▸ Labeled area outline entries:
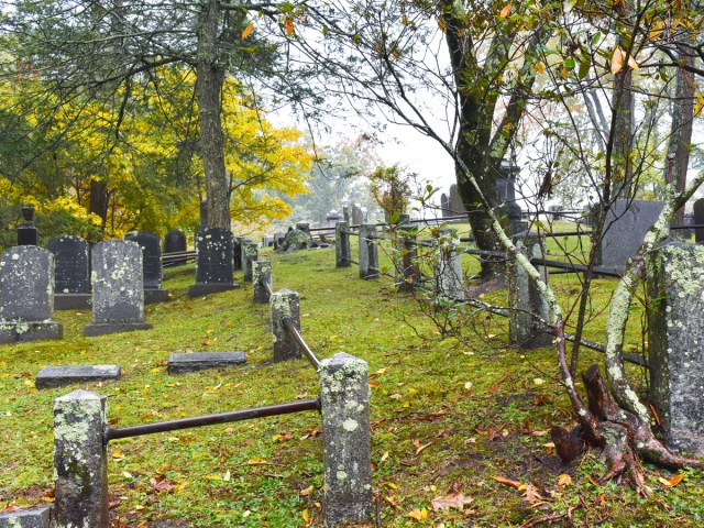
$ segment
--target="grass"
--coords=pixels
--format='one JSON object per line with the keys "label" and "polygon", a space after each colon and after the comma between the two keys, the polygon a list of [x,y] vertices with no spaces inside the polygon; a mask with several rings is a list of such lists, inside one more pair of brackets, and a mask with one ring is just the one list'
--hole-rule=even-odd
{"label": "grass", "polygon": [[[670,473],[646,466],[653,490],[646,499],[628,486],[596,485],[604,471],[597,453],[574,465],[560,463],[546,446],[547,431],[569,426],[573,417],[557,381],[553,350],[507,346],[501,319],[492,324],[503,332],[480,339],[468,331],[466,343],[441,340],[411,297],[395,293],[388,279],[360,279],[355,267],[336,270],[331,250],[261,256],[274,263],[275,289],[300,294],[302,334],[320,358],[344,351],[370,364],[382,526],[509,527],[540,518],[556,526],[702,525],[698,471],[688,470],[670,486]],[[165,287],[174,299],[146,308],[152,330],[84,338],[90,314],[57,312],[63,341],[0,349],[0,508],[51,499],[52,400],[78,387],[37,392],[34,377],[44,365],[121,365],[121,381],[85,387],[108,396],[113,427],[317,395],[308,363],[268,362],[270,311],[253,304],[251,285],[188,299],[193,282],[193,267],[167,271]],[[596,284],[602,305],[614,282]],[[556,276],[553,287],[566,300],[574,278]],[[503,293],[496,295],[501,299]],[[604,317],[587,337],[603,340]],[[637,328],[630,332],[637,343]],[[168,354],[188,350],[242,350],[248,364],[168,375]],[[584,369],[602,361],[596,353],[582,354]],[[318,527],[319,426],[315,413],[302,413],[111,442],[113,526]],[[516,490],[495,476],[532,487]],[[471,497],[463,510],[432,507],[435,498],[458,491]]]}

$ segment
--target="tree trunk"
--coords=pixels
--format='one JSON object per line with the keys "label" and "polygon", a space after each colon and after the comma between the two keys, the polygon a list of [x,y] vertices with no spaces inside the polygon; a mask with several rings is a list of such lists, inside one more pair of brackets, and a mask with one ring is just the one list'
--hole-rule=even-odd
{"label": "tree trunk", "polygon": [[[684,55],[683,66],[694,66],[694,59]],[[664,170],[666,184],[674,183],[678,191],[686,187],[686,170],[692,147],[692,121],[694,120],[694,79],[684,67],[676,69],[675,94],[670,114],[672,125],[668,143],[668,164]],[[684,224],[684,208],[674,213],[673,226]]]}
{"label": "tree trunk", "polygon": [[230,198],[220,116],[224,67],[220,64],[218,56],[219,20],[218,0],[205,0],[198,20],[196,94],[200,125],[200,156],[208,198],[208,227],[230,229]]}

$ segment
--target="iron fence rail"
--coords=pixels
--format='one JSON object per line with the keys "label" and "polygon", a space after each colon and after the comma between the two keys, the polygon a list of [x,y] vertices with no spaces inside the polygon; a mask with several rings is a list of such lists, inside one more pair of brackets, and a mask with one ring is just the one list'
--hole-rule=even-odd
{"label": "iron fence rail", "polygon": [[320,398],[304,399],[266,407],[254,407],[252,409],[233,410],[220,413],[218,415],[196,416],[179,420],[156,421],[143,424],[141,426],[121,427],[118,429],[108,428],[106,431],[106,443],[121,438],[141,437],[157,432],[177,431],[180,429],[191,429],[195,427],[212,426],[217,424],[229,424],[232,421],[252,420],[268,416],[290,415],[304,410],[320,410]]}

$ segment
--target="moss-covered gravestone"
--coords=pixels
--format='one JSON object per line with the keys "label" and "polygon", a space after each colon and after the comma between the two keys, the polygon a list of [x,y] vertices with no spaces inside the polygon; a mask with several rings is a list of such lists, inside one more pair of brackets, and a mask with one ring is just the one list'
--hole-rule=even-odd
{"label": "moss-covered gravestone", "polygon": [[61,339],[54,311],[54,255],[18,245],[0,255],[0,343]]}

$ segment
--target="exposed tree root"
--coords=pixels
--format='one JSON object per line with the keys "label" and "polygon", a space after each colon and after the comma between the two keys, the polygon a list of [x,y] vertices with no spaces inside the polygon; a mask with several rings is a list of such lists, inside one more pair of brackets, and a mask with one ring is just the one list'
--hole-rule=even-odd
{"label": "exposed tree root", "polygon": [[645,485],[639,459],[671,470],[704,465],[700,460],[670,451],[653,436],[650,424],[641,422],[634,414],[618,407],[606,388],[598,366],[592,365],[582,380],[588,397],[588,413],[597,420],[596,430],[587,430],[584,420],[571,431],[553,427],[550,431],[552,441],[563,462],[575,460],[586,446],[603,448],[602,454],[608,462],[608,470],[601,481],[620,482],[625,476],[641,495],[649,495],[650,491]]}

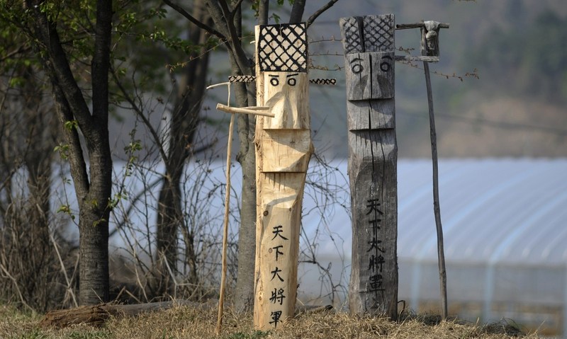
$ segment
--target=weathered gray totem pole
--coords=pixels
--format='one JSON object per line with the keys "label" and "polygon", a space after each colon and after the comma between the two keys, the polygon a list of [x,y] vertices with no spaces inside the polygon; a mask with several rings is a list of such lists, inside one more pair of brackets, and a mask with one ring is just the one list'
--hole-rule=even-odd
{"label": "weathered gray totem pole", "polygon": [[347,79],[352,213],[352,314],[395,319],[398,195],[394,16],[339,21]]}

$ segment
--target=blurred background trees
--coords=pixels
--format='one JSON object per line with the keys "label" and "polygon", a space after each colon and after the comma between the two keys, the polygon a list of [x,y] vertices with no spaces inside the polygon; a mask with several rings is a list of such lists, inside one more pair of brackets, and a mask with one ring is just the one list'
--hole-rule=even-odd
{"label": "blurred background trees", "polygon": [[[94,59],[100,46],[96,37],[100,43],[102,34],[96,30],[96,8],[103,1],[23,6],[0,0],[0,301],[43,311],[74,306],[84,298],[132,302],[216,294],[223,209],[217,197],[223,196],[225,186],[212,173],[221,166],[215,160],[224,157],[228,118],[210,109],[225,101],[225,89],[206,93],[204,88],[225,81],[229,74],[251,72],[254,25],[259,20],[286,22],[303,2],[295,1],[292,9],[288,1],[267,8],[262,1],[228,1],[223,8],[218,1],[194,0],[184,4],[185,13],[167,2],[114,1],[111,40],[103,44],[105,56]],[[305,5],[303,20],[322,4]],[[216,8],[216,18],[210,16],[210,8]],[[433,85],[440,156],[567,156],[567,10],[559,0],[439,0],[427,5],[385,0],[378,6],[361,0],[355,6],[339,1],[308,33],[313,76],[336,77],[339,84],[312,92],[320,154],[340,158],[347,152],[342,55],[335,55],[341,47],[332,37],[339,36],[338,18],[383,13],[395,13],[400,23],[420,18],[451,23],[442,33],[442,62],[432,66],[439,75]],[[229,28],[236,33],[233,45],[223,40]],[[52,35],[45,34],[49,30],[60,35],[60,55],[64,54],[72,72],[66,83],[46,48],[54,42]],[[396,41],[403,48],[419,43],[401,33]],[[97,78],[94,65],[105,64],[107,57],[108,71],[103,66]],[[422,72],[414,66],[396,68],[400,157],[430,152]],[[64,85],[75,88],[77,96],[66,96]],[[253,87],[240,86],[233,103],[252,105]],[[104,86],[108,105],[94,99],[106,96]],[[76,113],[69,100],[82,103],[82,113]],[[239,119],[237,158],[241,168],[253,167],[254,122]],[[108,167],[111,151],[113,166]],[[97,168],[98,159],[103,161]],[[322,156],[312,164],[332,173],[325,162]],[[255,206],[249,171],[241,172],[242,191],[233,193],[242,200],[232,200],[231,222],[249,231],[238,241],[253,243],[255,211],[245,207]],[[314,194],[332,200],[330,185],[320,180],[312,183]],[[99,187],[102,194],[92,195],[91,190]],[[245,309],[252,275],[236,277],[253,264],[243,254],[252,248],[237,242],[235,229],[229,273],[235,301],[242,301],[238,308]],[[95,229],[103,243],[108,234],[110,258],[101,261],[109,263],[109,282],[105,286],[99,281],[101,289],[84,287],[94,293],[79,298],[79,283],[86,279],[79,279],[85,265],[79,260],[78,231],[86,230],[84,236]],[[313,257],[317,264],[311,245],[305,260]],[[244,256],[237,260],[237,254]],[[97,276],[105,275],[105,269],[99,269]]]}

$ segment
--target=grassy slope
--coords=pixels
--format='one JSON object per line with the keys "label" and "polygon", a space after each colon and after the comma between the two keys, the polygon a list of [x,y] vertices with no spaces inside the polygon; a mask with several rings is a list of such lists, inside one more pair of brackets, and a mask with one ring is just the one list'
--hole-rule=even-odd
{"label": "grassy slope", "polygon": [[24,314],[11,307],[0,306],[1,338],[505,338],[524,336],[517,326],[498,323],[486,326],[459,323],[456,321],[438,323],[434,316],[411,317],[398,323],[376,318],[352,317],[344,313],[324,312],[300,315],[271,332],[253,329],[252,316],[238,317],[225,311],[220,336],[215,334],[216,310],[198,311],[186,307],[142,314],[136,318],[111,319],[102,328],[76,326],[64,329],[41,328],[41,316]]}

▸ Task to carry out: Select every line of the listing above that contains the string "target", matching uppercase and lowercase exactly.

▸ Solution:
--target="grass"
--target="tree trunk"
--target="iron fence rail"
--target="moss-covered gravestone"
--target="exposed tree root"
--target=weathered gray totem pole
--target=blurred background trees
--target=grassy slope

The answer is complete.